» RECORDS:
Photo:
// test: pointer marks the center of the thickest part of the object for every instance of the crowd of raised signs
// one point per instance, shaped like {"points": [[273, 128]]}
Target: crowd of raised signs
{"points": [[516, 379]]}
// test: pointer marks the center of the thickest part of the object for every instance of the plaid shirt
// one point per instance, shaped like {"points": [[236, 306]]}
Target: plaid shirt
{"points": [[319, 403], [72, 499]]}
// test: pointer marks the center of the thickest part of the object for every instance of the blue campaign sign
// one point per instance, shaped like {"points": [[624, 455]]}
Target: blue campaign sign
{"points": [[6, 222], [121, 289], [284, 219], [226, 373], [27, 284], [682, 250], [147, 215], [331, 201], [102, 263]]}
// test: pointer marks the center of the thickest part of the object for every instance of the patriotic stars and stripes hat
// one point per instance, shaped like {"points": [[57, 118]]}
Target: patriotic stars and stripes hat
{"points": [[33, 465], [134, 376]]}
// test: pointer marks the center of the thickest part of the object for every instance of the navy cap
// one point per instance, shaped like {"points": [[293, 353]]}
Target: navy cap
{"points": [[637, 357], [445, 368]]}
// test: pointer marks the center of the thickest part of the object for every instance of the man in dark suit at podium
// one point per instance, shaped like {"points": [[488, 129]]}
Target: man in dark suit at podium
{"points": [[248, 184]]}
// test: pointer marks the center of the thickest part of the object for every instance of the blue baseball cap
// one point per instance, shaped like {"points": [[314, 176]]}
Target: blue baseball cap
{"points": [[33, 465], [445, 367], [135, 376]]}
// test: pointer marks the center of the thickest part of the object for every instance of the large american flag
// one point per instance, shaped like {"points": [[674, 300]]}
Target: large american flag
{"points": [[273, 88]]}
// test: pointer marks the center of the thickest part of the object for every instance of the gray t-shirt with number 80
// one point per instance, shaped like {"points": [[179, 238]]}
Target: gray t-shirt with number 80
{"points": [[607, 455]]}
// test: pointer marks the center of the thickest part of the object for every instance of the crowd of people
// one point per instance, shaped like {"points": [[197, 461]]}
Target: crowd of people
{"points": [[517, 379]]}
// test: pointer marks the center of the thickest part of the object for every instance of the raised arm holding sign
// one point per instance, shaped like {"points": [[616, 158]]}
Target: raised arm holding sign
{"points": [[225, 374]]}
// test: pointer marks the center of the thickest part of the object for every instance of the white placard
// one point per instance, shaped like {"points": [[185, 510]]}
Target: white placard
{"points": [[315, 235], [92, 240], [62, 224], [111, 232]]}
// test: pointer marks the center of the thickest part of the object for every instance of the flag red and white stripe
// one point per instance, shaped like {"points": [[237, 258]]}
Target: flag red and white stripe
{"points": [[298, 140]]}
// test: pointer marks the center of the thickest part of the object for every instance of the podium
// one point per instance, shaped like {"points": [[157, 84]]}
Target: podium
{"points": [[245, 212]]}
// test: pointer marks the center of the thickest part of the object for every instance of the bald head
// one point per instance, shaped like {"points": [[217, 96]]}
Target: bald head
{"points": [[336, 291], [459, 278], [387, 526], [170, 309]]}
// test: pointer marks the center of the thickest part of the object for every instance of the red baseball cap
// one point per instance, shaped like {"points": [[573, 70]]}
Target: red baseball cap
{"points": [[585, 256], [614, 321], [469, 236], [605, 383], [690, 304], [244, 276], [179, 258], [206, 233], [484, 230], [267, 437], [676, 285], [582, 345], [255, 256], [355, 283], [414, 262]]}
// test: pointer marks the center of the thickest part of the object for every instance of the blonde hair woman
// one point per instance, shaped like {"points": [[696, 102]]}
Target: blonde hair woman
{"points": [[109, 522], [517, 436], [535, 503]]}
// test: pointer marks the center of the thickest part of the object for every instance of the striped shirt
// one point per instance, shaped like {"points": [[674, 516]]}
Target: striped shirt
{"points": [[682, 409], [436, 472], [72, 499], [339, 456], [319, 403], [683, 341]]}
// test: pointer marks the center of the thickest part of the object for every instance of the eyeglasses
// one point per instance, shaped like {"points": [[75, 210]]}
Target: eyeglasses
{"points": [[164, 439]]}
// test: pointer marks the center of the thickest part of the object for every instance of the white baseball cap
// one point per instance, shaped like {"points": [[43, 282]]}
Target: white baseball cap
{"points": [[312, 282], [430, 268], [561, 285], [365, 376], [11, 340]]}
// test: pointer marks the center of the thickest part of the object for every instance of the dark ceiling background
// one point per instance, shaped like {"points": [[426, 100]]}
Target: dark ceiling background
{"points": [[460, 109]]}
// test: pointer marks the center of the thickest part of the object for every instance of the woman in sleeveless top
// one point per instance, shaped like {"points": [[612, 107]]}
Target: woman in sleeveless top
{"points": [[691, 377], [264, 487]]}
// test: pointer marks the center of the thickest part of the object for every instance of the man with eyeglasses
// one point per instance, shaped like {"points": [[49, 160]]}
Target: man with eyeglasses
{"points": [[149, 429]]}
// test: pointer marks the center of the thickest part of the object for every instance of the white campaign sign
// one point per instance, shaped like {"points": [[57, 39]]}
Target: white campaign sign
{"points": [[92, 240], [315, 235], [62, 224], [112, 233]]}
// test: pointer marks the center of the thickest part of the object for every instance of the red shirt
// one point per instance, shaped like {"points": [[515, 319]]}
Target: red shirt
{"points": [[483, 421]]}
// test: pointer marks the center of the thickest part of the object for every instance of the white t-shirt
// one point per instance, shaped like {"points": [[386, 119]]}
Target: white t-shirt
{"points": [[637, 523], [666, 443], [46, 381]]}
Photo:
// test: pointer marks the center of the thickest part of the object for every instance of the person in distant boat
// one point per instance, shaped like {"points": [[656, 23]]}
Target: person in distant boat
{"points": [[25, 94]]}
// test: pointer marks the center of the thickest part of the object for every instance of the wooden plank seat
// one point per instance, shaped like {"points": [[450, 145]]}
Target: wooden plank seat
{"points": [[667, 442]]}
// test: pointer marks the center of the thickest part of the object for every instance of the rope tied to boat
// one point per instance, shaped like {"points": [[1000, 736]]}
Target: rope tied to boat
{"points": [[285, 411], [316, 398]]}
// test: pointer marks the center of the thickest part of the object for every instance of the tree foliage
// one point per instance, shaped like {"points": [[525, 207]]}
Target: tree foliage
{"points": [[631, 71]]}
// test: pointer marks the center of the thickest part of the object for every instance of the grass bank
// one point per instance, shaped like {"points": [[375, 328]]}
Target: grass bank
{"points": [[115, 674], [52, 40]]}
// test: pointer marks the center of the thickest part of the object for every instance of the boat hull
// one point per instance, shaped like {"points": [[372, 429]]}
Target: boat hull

» WHAT YOU NEED TO DO: Write out every line of the records exactly.

» EXERCISE SOLUTION:
Photo:
// test: pointer marks the center of the thickest part of the object for every instance of the crowd of raised signs
// one point per instance, shaped like {"points": [[273, 128]]}
Target: crowd of raised signs
{"points": [[516, 379]]}
// test: pointer marks the center of the thickest part of the object for every instance of the plaid shirt
// one point per instance, shaped like {"points": [[236, 306]]}
Target: plaid shirt
{"points": [[319, 403], [72, 499]]}
// test: pointer marks the center of the thickest part of the object for every instance of the blue campaign sign
// one point per instance, shaped like {"points": [[624, 455]]}
Target: blue campaign sign
{"points": [[6, 222], [121, 289], [284, 219], [226, 373], [27, 284], [682, 250], [147, 215], [331, 201], [102, 263]]}
// test: pointer marks the center of the thickest part of the object for every instance of the patriotic stars and stripes hat
// one point per instance, shaped like {"points": [[57, 118]]}
Target: patriotic stars and stripes hat
{"points": [[33, 465], [134, 376]]}
// test: pointer marks the center of the thickest part of the object for every instance of the navy cap
// one point per instance, shaped like {"points": [[293, 353]]}
Target: navy cap
{"points": [[637, 357], [445, 368]]}
// test: pointer marks the center of the thickest part of the object for every instance of the man in dark suit at podium
// one point per instance, shaped like {"points": [[488, 129]]}
Target: man in dark suit at podium
{"points": [[248, 184]]}
// test: pointer marks the center of the thickest part of the object for every instance of the blue baseball cap
// one point per instance, shaped like {"points": [[314, 176]]}
Target: blue baseball cap
{"points": [[33, 465], [445, 367], [135, 376]]}
// test: pointer marks the center of the thickest part of the object for every instance of the large american flag
// one point per instance, shaped like {"points": [[674, 300]]}
Target: large american flag
{"points": [[273, 88]]}
// test: pointer marks the center of the thickest part of the object for every instance of the gray t-shirt with number 80
// one point per instance, shaped like {"points": [[179, 238]]}
Target: gray t-shirt with number 80
{"points": [[607, 455]]}
// test: pointer marks the center of the thickest part of the object for every instance of the crowd of people
// one point per instance, shaped like {"points": [[197, 461]]}
Target: crowd of people
{"points": [[517, 379]]}
// test: pointer marks the center of the thickest part of the object for every instance of the raised arm holding sign
// one point per instance, shaped like {"points": [[616, 158]]}
Target: raised arm holding sign
{"points": [[225, 374]]}
// test: pointer marks the center of the thickest part of the object for every instance of the white placard
// one point per instance, shaped like {"points": [[185, 510]]}
Target: white placard
{"points": [[315, 235], [92, 240], [62, 224], [111, 232]]}
// test: pointer marks the center of the thickest part of the object for every instance of the flag red and white stripe
// one point per instance, shaped like {"points": [[237, 258]]}
Target: flag red and white stripe
{"points": [[298, 140]]}
// test: pointer marks the center of the thickest part of the object for every instance of the podium
// one point per instance, shaped like {"points": [[157, 84]]}
Target: podium
{"points": [[245, 212]]}
// test: pointer marks the center of the thickest part of the object for every instance of the bald head
// one point per instance, shaped like {"points": [[217, 96]]}
Target: bald head
{"points": [[336, 291], [459, 278], [387, 526], [170, 309]]}
// test: pointer marks the center of the thickest part of the object for every instance of the red baseball cap
// one point per instance, shaped like {"points": [[573, 70]]}
Target: red baseball cap
{"points": [[585, 256], [614, 321], [469, 236], [605, 383], [690, 304], [244, 276], [179, 258], [206, 233], [484, 230], [267, 437], [676, 285], [582, 345], [255, 256], [355, 283], [414, 262]]}
// test: pointer marks the center of the thickest part of the object for every instance of the blonde hair woman
// one point per instance, shaped like {"points": [[696, 102]]}
Target: blonde hair woman
{"points": [[109, 522], [517, 436], [535, 503]]}
// test: pointer marks the center of the thickest part of the object for every instance of the striped shirt
// one point per instance, shaped like {"points": [[674, 516]]}
Target: striped shirt
{"points": [[682, 409], [436, 472], [72, 499], [339, 456], [319, 403], [683, 341]]}
// test: pointer marks the center of the thickest part of the object for every instance of the eyeglasses
// one point per instance, shaped like {"points": [[75, 210]]}
Target: eyeglasses
{"points": [[164, 439]]}
// test: pointer marks the center of the thickest part of the object for every instance of the white baseball cap
// one point per instance, shaped like {"points": [[43, 282]]}
Target: white baseball cap
{"points": [[312, 282], [430, 268], [561, 285], [365, 376], [11, 340]]}
// test: pointer marks the center of the thickest part of the object for every instance of the dark ceiling background
// one point per instance, shaped like {"points": [[426, 100]]}
Target: dark ceiling background
{"points": [[460, 109]]}
// test: pointer marks the center of the thickest part of the object for every instance of the woman in sleeveless top
// one point per instance, shaped like {"points": [[612, 107]]}
Target: woman in sleeveless top
{"points": [[691, 377], [264, 487]]}
// test: pointer marks the center of the thickest part of the object for every instance of the man with eyeglasses
// one point per instance, shaped like {"points": [[49, 160]]}
Target: man with eyeglasses
{"points": [[149, 429]]}
// test: pointer marks the center of the thickest part of the object for every instance of the white campaign sign
// one point per instance, shaped like {"points": [[57, 39]]}
Target: white campaign sign
{"points": [[92, 240], [315, 235], [62, 224], [112, 233]]}
// test: pointer marks the center of the thickest part of the object for every instance of the red shirt
// one point per instance, shaped like {"points": [[515, 319]]}
Target: red shirt
{"points": [[483, 421]]}
// test: pointer marks the center of the thickest part of the object for every instance of the white t-shirt
// one point per instance, shaped like {"points": [[386, 119]]}
Target: white t-shirt
{"points": [[637, 523], [666, 443], [46, 381]]}
Photo:
// test: pointer marks the center of the thickest part of the object for every instance of the person in distant boat
// one point per instance, shaped like {"points": [[656, 23]]}
Target: person in distant boat
{"points": [[25, 94]]}
// test: pointer marks the center of the thickest part of the object for every instance of the wooden plank seat
// one point per instance, shaped like {"points": [[450, 145]]}
Target: wooden plank seat
{"points": [[667, 442]]}
// test: pointer marks the center of the thickest part of the object for every instance of the rope tied to boat
// one point per instance, shaped like {"points": [[1000, 736]]}
Target: rope tied to boat
{"points": [[285, 411], [316, 398]]}
// test: pointer marks the center of the thickest part of the object for every instance of the tree foliage
// one point per instance, shaped like {"points": [[525, 207]]}
Target: tree foliage
{"points": [[631, 71]]}
// test: pointer marks the center of the thickest part of the object for every instance of the grass bank
// one point per instance, shaped like {"points": [[375, 328]]}
Target: grass bank
{"points": [[115, 674], [52, 40]]}
// test: pointer marks the center of the thickest part of the object for every instance of the boat hull
// one point per instance, shaped like {"points": [[372, 429]]}
Target: boat hull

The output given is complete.